# [Supplied data]
++++++
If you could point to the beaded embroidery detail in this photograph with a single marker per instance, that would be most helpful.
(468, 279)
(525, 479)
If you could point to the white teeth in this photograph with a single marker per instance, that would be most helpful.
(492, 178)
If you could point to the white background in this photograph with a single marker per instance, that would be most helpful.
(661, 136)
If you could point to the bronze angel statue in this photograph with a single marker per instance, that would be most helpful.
++++++
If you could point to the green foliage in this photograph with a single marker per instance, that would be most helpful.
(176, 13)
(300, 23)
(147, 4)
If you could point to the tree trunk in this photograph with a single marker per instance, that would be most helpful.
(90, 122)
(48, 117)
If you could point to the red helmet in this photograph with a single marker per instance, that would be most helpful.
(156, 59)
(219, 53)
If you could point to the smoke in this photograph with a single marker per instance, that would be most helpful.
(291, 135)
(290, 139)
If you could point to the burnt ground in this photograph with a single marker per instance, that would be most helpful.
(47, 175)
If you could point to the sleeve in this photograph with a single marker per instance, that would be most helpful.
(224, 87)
++++++
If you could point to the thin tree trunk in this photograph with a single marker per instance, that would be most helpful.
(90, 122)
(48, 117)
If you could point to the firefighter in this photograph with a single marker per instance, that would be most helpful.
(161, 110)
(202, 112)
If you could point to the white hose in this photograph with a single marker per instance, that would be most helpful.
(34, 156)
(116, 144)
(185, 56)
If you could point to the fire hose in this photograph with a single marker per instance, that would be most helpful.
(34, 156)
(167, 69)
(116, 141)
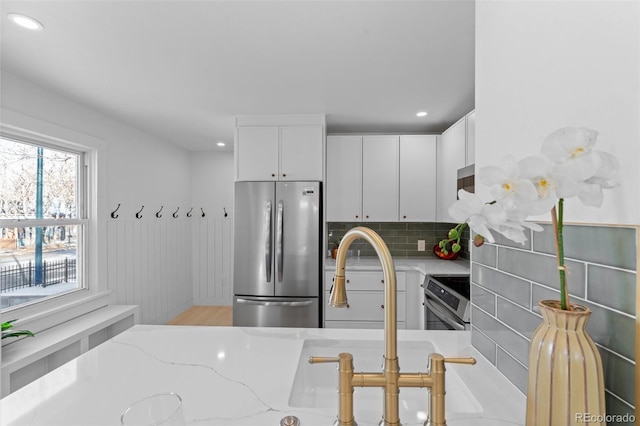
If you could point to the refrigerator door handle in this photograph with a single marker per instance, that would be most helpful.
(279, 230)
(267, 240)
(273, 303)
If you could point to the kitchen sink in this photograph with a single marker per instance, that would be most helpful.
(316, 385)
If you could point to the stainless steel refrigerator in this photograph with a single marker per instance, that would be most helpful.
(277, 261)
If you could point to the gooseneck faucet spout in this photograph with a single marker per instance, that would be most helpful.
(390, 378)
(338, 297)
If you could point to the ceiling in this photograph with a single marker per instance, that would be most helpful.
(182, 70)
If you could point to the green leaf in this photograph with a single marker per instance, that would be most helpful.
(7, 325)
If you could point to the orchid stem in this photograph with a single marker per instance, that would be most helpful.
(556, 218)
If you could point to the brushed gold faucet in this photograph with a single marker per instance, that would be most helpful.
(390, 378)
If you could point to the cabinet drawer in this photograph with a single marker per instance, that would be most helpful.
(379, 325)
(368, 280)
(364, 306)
++++++
# [Written task]
Format the lines from the one containing "If you could point to the white background" through the one containing "If you could point to the bronze", both included, as a JSON list of strings with one string per line and blank lines omitted.

# [Correct response]
[
  "If you could point to the white background in this photograph with a single marker per instance, that would be most helpful.",
  "(661, 136)",
  "If you could point to the bronze angel statue in this photograph with a single marker per instance, that would be most helpful."
]